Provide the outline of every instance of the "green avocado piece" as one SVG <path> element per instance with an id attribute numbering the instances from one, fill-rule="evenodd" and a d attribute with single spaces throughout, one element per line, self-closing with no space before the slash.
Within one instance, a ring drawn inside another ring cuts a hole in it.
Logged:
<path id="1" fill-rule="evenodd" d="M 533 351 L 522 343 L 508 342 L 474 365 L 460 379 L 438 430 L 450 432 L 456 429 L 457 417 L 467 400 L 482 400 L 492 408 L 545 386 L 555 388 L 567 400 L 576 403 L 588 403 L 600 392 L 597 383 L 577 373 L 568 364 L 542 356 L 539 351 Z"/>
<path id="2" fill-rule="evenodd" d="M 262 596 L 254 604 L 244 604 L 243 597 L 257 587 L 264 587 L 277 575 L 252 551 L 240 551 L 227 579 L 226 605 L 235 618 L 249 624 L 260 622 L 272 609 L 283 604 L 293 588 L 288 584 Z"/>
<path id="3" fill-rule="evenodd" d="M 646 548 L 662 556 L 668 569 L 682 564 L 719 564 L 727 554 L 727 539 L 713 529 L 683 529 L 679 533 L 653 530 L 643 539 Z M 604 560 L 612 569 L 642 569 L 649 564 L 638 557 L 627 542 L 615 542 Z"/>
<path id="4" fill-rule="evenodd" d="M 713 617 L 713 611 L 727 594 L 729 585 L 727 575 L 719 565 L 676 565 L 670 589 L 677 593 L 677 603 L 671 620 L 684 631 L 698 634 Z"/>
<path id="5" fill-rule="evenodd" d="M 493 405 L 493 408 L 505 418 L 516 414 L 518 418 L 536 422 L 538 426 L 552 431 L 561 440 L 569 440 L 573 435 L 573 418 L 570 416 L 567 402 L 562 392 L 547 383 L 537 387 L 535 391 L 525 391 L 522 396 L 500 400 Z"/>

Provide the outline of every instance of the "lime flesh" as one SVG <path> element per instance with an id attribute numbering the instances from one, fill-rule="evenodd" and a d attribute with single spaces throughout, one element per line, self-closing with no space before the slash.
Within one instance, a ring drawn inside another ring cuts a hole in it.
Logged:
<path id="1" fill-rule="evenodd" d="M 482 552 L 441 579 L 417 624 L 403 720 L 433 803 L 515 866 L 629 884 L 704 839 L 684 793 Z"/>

▶ **TASK INSTRUCTIONS**:
Please return all lines in the material above that include the word "attribute".

▶ **TASK RESULT**:
Provide the outline of every instance of the "green avocado piece" as one SVG <path> element per instance with an id attribute numbering the instances from one, fill-rule="evenodd" and a d attribute with single spaces throughout, one element per line, self-closing with no space before the slash.
Provide the outline of every instance of the "lime flesh" as one SVG <path> element per instance with an id attribute numbering the instances from one, fill-rule="evenodd" and a d attribute with single spaces throughout, one element per line, self-closing with no space before the slash.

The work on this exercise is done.